● **Given problem**:
Render the records, starting at the beginning and ending at the line that contains "x=377, y=351", as a two-column CSV headed request and answer, with one row for each request. Put each request's text and its answer in their own quoted fields with line breaks turned into spaces, and leave the pictures out.

● **Supplied records**:
|---|

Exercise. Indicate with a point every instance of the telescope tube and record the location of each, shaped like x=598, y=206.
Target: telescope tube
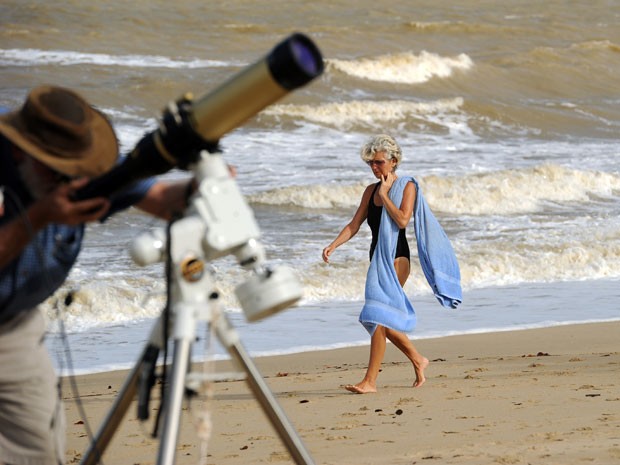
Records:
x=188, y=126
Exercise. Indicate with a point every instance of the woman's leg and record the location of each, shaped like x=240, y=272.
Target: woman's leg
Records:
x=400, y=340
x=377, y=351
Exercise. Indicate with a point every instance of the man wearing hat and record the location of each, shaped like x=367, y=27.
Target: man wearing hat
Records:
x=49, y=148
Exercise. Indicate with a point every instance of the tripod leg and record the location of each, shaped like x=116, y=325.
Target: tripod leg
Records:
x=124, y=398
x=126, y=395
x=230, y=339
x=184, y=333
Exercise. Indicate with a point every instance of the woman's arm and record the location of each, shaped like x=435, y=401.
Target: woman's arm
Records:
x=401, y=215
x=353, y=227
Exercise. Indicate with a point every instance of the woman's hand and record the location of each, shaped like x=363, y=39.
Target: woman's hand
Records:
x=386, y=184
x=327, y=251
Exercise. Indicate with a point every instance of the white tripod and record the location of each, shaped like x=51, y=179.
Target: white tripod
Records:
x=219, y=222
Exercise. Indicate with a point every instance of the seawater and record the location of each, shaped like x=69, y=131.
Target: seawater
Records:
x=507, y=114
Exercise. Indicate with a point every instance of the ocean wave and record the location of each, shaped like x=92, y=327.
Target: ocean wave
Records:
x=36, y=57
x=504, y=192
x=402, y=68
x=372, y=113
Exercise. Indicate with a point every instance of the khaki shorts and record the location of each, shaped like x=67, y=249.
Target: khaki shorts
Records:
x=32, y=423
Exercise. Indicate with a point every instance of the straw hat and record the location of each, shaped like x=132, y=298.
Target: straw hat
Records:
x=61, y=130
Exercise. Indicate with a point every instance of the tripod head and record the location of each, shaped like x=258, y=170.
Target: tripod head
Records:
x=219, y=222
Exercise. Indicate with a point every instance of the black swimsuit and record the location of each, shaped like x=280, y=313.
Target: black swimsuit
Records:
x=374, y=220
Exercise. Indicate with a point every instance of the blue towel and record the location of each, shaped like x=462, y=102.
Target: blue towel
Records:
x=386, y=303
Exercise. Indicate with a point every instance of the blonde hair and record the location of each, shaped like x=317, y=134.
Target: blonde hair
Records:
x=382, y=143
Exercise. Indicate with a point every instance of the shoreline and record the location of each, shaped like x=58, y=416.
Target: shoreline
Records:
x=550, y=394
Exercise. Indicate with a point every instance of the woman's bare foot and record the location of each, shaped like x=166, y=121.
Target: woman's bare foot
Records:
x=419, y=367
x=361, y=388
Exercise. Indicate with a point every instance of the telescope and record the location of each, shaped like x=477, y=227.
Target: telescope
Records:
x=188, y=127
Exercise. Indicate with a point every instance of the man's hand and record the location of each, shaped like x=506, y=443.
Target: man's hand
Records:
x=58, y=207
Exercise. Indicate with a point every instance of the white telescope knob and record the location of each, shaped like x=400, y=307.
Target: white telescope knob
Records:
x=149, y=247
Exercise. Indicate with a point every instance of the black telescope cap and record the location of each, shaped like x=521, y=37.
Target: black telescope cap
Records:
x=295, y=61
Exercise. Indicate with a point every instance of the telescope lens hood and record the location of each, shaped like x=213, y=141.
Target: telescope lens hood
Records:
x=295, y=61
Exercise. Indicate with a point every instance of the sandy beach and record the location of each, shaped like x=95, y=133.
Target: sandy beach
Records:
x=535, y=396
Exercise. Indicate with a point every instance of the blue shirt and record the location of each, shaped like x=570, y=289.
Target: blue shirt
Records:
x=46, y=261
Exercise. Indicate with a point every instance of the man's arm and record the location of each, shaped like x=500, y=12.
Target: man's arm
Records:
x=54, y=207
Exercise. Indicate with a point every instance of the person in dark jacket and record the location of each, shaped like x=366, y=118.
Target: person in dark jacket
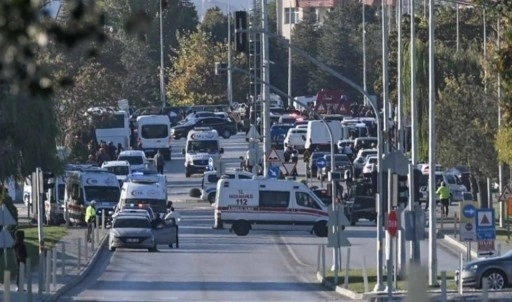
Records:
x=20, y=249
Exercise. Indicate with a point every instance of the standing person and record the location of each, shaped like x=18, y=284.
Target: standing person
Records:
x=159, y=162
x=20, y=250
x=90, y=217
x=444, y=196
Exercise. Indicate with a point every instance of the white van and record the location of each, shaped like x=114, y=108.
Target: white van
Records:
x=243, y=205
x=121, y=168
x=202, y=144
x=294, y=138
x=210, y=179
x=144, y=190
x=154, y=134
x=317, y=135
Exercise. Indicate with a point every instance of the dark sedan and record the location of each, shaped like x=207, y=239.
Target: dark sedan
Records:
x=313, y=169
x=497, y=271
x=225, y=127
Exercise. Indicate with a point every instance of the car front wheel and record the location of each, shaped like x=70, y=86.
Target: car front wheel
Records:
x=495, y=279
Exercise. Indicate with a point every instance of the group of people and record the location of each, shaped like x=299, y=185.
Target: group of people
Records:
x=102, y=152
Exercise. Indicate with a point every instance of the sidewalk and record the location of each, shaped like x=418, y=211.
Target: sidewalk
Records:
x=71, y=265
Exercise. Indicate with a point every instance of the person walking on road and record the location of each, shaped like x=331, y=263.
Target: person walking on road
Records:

|---|

● **Reply**:
request,answer
"Exercise. Indicate with a point every instance of the telescope tube and record the location of each, shaped like x=598, y=206. Target: telescope tube Records:","x=188, y=126"
"Exercise. Indicate with a point every instance of the woman's leg and record the location of each, shaped like x=240, y=272. Target: woman's leg Records:","x=400, y=340 x=377, y=351"